### [Requirements]
Pull out every line of the records that contains the word "building", treating uppercase and lowercase letters as distinct.

### [Listed records]
"""

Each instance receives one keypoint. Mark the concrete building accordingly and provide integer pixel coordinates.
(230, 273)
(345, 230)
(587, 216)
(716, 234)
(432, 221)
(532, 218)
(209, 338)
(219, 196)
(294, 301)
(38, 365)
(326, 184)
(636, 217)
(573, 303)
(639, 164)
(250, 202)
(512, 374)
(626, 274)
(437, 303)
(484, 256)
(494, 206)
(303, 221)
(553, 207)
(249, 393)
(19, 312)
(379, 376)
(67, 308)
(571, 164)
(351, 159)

"""
"""

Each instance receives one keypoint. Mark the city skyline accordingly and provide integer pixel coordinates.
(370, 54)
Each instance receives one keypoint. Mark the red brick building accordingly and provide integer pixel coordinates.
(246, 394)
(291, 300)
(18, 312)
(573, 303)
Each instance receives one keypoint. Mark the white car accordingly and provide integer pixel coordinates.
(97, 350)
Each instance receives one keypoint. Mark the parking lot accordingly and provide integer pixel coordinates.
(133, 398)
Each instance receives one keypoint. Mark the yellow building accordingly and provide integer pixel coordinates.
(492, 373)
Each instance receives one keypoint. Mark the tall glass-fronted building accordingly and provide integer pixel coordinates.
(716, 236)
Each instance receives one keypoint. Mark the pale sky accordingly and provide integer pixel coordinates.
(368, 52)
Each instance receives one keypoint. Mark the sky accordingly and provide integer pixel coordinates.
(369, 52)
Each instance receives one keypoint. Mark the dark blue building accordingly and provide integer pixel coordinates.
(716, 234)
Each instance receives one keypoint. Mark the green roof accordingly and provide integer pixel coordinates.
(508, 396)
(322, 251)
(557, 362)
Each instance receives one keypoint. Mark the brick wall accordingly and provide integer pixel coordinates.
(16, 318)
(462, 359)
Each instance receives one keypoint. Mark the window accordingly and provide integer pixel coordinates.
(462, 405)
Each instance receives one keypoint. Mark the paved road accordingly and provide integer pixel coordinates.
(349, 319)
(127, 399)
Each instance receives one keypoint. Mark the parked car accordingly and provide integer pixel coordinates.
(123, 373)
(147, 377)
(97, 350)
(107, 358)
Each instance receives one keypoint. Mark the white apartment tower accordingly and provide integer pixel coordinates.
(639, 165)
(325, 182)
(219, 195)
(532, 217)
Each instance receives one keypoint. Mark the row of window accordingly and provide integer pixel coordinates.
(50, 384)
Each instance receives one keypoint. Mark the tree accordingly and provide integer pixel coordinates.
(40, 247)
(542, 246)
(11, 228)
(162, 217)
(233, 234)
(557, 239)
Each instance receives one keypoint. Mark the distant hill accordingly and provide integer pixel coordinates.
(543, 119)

"""

### [Right answer]
Each instance receives one keypoint. Mark the concrete building accordingly and provide integer pixel coordinates.
Each instance receives one keypoint. Mark the red brick building accordingly and provide integer pixel coordinates.
Each instance receives one keypoint. Mark the yellow building accordingly and provide integer pixel coordinates.
Each instance receives one keypoint. Mark the tall glass-fronted building accordingly and provide integer pixel coordinates.
Each instance receives one keypoint. Mark the dark blue building accordingly and provide integer pixel coordinates.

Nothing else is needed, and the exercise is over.